» **TASK GOAL**
Report every line of the records below that contains the word "groom", copying each one in full.

» **EXCERPTED RECORDS**
<<<<
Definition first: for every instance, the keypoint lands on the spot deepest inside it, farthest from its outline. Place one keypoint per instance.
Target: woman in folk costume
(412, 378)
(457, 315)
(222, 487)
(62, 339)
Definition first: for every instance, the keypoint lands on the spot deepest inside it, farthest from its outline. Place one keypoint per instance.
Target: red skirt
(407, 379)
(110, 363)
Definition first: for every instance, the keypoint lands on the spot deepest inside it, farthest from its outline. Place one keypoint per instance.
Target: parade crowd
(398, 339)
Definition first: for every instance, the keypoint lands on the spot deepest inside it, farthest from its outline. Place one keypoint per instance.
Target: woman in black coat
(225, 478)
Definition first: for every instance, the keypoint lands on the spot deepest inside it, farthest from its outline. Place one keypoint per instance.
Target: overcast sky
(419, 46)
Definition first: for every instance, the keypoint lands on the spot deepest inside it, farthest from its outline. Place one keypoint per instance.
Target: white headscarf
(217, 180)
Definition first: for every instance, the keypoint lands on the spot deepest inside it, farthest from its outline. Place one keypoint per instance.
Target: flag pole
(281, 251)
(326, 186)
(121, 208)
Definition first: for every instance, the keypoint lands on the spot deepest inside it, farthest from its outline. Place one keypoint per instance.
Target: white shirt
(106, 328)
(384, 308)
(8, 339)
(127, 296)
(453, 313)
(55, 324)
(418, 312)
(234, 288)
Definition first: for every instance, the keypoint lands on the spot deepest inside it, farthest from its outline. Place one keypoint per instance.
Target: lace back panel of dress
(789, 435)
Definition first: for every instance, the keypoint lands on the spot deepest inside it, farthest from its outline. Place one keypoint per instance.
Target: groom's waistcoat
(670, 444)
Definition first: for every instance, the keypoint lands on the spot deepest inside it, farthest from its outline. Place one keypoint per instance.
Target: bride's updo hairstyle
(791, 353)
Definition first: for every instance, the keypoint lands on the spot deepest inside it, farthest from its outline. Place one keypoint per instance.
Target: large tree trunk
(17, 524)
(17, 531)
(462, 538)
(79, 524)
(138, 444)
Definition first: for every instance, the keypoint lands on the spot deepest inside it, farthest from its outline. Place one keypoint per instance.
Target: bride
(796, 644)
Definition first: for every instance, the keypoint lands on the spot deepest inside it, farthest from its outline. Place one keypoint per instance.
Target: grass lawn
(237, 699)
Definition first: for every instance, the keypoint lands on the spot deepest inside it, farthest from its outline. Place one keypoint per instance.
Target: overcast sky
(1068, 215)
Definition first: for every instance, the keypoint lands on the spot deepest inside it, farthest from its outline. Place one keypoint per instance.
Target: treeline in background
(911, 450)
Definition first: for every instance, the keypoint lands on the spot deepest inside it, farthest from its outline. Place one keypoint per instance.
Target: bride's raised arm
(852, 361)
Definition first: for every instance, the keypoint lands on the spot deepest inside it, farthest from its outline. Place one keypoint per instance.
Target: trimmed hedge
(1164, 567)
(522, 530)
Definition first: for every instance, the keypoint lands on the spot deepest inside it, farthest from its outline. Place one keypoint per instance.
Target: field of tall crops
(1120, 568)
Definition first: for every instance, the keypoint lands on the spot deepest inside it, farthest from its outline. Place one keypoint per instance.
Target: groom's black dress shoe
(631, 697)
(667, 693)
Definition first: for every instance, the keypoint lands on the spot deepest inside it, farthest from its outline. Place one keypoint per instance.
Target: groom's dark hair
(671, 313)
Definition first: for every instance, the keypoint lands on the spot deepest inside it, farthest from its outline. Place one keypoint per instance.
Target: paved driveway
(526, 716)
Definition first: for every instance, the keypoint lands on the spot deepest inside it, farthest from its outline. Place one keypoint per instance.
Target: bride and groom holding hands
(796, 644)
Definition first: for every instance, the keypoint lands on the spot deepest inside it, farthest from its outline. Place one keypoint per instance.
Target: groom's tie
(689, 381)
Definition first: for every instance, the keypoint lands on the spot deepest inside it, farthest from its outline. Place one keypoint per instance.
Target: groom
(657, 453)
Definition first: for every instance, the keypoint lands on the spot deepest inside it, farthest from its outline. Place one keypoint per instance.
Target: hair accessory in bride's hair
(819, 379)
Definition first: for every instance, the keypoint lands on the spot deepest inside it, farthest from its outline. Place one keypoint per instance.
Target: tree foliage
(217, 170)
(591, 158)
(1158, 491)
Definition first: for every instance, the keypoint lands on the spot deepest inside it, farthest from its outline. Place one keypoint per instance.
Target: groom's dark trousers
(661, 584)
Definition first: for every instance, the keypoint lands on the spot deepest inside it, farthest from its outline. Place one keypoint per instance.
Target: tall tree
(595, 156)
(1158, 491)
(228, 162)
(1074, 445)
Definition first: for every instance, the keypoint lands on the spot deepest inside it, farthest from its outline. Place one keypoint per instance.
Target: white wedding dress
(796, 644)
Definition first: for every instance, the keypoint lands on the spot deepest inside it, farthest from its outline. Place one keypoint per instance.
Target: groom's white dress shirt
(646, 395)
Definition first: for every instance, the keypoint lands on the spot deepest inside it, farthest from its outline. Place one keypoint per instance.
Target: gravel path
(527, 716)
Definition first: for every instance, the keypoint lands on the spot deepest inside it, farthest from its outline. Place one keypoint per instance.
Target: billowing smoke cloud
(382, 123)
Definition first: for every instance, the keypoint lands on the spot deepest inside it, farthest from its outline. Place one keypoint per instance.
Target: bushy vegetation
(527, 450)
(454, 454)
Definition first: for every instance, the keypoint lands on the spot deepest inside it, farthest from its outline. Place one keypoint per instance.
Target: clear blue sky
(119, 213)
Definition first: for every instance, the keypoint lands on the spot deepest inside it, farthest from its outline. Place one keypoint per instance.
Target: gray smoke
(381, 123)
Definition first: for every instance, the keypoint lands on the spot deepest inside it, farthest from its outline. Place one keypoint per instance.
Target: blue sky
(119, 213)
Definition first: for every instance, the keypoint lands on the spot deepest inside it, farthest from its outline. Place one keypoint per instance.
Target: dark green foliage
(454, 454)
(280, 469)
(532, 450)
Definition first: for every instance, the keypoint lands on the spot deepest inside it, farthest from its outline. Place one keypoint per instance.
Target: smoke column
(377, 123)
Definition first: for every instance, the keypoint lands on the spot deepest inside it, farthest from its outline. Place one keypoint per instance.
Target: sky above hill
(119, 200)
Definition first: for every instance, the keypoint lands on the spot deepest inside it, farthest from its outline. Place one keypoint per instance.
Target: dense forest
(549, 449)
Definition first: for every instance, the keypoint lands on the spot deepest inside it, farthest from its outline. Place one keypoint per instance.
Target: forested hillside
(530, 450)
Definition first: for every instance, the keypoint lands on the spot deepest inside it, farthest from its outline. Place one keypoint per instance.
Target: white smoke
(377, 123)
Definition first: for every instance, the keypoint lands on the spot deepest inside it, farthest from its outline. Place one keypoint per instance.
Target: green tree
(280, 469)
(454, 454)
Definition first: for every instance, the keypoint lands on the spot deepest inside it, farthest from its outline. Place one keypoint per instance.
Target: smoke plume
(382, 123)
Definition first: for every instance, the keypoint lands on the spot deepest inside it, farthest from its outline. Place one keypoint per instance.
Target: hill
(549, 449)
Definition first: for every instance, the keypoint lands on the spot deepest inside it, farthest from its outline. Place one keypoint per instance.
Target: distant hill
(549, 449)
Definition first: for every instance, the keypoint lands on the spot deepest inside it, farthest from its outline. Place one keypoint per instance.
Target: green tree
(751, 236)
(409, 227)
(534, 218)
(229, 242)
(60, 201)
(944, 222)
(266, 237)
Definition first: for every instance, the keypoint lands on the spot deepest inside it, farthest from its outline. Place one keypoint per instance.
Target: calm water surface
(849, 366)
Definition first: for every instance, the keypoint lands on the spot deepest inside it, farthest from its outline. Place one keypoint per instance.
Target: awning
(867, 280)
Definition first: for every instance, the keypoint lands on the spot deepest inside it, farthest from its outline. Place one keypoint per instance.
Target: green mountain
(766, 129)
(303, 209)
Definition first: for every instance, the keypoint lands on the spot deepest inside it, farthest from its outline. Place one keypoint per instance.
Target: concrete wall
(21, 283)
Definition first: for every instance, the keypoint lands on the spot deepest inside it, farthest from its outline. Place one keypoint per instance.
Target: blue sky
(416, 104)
>>>>
» **TASK RESULT**
Target: groom's waistcoat
Target: groom's black dress shoe
Target: groom's dark hair
Target: bride and groom holding hands
Target: groom's tie
Target: groom
Target: groom's dark trousers
Target: groom's white dress shirt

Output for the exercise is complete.